> _Source excerpt_:

Upcoming Events

Brian Bond | Communal Affects: Pakistani Cassettes, Sufi Music, and Interreligious Relations on India’s Western Border

Brian Bond | Communal Affects: Pakistani Cassettes, Sufi Music, and Interreligious Relations on India’s Western Border

   22,
  5 - 6:30 p.m.
   Institute for South Asia Studies

A lecture by Brian Bond, Lecturer: Music of India, Department of Music, UC Berkeley. 

Event moderated by Munis D. Faruqui, Director, Institute for South Asia Studies; Sarah Kailath Chair of India Studies; Associate Professor, South & South East Asian Studies, UC Berkeley

_________________

Event live streamed on the Institute’s FB page: ISASatUCBerkeley
_________________

ABSTRACT: The petty smuggling of Pakistani cassettes across India’s western border during the 1980s and ’90s profoundly changed Muslim music-making in Kachchh, Gujarat, as musicians adopted the storytelling-infused kāfī style of southern Sindh. In tandem with cross-border Pakistani radio, cassettes of Sufi songs refreshed and sustained Kachchhi Muslims’ historical links with Sindh at a time when legal cross-border travel was becoming increasingly difficult. The changes wrought by the rise of the audio cassette in Kachchh were not limited to the realm of musical style; they reverberated through the region’s broader musical culture and in the process eroded a local musical tradition shared by Hindus and Muslims. This talk traces the rapid decline of the interreligious kacchī rāg genre, exploring its entwinement with media trends, the rise of Hindu nationalism, linguistic change, and the Indian state’s suspicion towards Muslims’ transborder affective attachments. With selected examples from the Kachchhi musical past, I reflect on how Sindhi cassettes from Pakistan afforded new forms of affectively charged Islamic learning among rural Muslims while playing a role in the bifurcation of Kachchhi musical culture along religious lines.

> _Set tasks_:
1. From the event announcement, list the factors that the talk explores the decline of the kacchī rāg genre in connection with.
2. Reproduce a passage of the event announcement. Start with the words "Upcoming Events" and end after the words "- 6:30 p.m.".

> _Collected material_:
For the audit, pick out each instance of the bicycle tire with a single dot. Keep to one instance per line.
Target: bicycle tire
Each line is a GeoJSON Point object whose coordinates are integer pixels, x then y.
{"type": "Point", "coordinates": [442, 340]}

> _Answers for the tasks_:
1.
- media trends
- the rise of Hindu nationalism
- linguistic change
- the Indian state's suspicion towards Muslims' transborder affective attachments

2.
Upcoming Events

Brian Bond | Communal Affects: Pakistani Cassettes, Sufi Music, and Interreligious Relations on India’s Western Border

Brian Bond | Communal Affects: Pakistani Cassettes, Sufi Music, and Interreligious Relations on India’s Western Border

   22,
  5 - 6:30 p.m.